Well done!
As per #1033202: [Meta] Generic entity processor we have entity processors with latest dev of feeds and applied patch.
But we have a set of problems with mappers and targets.
So I write few functions which is solve this problem and I think this functions must be placed into data_entity module or separate model.
Let's look into code.
First, we need to define hook_entity_property_info otherwise feeds can't access our data table through entity abstraction:
function data_entity_entity_property_info() {
$tables = data_entity_get_entity_tables();
foreach ($tables as $table) {
foreach ($table->table_schema['fields'] as $field_name => $field) {
$info['data_' . $table->name]['properties'][$field_name] = array(
'getter callback' => 'entity_metadata_field_verbatim_get',
'setter callback' => 'entity_metadata_field_verbatim_set',
'field' => TRUE,
);
}
}
}
Second, we need to define hook_feeds_processor_targets_alter which gives feeds information about available targets:
function data_entity_feeds_processor_targets_alter(&$targets, $entity_type, $bundle_name) {
$tables = data_entity_get_entity_tables();
foreach ($tables as $table) {
if ($entity_type == 'data_' . $table->name) {
foreach ($table->table_schema['fields'] as $field_name => $field) {
$targets[$field_name] = array(
'name' => !empty($table->meta['fields'][$field_name]['label']) ? $table->meta['fields'][$field_name]['label'] : $field_name,
'description' => 'Field of type ' . $field['type'] . '.',
'callback' => 'data_entity_set_target',
);
}
}
}
}
Finally, we need to define hook_set_target to tell feeds what values they must set to this targets:
function data_entity_set_target($source, $entity, $target, $value) {
$entity->{$target} = $value;
}
Use it well! :)

SHORT TASK 1: According to the post on Feeds mappers for data tables, which hook must be defined so that Feeds can access the data table through entity abstraction?
SHORT TASK 2: Write the next part of the post on Feeds mappers for data tables, picking up after its final line.

GIVEN ENTRIES:
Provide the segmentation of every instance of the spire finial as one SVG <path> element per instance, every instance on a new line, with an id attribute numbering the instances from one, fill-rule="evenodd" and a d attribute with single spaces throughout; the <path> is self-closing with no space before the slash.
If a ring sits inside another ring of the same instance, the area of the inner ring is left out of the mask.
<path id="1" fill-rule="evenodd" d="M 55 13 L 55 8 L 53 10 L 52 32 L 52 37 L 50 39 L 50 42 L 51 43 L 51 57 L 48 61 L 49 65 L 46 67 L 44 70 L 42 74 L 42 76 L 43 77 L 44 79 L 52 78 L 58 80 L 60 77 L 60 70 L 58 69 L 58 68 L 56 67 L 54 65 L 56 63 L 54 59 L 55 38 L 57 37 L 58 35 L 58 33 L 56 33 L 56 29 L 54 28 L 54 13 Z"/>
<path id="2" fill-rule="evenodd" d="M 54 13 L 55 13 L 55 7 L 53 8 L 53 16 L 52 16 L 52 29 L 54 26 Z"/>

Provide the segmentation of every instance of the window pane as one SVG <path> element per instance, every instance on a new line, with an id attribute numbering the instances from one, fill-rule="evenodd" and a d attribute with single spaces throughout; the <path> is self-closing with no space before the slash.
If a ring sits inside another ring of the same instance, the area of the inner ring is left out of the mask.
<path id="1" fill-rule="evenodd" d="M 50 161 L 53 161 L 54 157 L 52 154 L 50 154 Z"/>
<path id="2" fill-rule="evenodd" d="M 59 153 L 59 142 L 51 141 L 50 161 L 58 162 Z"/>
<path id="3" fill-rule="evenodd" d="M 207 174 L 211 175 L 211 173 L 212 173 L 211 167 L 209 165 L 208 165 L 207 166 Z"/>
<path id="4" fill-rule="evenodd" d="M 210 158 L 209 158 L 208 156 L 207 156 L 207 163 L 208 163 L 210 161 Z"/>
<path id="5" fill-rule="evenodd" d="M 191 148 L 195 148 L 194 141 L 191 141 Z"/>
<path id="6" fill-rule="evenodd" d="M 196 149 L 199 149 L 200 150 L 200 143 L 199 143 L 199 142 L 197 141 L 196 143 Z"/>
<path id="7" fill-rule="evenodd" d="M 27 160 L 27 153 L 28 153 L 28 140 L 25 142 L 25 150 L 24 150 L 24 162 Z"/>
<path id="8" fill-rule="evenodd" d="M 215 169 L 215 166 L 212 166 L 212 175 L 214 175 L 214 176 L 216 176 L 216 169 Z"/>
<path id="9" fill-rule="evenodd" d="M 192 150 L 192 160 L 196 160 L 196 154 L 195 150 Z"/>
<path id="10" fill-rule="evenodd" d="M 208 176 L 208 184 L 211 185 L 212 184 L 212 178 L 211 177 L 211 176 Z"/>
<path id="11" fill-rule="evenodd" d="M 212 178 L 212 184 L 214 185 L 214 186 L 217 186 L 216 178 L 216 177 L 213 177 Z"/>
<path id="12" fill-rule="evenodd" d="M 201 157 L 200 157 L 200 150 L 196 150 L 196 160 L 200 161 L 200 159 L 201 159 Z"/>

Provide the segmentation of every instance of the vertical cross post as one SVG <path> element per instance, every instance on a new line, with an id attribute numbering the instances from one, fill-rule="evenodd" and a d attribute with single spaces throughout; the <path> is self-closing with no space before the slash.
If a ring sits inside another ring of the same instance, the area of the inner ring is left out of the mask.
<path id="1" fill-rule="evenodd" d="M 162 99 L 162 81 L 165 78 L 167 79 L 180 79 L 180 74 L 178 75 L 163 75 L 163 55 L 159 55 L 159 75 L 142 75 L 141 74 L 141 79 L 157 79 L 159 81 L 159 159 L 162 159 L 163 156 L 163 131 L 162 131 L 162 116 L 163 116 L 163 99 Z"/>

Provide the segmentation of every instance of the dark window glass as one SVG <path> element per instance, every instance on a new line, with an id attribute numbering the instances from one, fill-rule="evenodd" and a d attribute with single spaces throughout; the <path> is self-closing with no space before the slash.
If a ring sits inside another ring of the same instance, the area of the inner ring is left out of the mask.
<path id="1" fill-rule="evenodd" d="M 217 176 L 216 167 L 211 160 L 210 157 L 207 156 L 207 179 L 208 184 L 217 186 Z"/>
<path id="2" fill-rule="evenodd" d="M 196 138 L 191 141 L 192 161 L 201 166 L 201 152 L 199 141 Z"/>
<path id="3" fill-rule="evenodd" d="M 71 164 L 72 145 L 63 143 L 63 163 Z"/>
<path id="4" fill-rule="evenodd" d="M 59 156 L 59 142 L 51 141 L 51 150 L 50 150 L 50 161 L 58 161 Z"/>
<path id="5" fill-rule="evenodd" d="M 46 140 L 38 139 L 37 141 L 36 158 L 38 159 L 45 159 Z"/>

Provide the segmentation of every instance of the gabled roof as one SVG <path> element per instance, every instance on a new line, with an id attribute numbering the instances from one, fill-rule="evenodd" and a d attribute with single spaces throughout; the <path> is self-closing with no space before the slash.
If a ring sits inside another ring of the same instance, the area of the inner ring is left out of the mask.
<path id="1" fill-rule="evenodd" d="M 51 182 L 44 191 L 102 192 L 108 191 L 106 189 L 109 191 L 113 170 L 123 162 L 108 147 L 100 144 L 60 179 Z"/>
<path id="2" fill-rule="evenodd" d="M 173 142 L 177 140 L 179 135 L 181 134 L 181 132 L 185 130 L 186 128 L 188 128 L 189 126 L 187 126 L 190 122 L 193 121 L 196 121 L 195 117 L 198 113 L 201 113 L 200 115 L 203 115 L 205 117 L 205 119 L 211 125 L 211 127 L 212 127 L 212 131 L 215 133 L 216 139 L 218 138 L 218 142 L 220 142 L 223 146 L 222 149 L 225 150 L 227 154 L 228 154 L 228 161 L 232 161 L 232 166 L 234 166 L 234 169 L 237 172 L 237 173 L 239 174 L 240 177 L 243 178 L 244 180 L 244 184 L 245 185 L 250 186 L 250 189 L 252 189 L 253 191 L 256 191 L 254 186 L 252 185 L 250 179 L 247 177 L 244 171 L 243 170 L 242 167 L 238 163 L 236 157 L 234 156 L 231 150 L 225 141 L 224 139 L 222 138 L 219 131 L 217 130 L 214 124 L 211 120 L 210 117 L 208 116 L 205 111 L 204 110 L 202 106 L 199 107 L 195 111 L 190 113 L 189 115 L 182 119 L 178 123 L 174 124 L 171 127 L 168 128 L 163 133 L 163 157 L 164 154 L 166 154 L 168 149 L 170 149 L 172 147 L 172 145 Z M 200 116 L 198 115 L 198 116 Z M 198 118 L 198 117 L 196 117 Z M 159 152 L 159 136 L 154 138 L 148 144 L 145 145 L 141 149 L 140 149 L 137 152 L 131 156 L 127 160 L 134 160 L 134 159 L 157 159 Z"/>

WRITTEN RESPONSE 1: hook_entity_property_info

WRITTEN RESPONSE 2:
Comments
Comment #1
joachim commentedLooks good!
Any chance you could post these as a patch, along with documentation blocks for each function and formatted to Drupal coding standards (eg 2 spaces for indentation)?
Comment #2
joachim commentedSetting to needs work since there's code here even if not a patch yet :)
Comment #3
Daniel A. Beilinson commentedHello! Of course!
Comment #4
js commentedThank you for this code and help.
I have cross commented here
http://drupal.org/node/1033202#comment-5940244
I don't have the option to select certain fields as a "unique target" (after selecting the data processor).
Comment #5
js commentedI haven't sorted out the logic yet, but the problem is that I am not setting up fields correctly when I create the data table structure.
Comment #6
Daniel A. Beilinson commented@js, yes, there's no such option. And there's no option for expiring of records. Hope to add this settings later.
Comment #7
joachim commentedSurely only one thing in $tables will match here?
So the thing to do is:
Though granted data_get_all_tables() needs better documentation.
Comment #8
js commentedThanks, @Daniel, does that mean I can't use this for a news feed because any records from a previous "pull" that are still in the feed will duplicate?
If so, I guess I could write my own check in hook_feeds_after_parse().
Or, use a node content type for now and migrate later. I have over 200,000 records now and was looking for a way to lighten the load.
Comment #9
Daniel A. Beilinson commented@js, you can use this option now.
@joachim, I can't see any problems :(
Comment #10
js commentedIt seems to work, @Daniel, I appreciate the code and quick response. I am importing over 200,000 records now and expect significantly more. "Data" is much lighter than using nodes. I didn't realize until very recently that D7 nodes store duplicate data in field revisions tables.
This is a very useful line of code you added. Thanks.
Comment #11
joachim commentedIt's not a problem, just a cleaner and more understandable algorithm.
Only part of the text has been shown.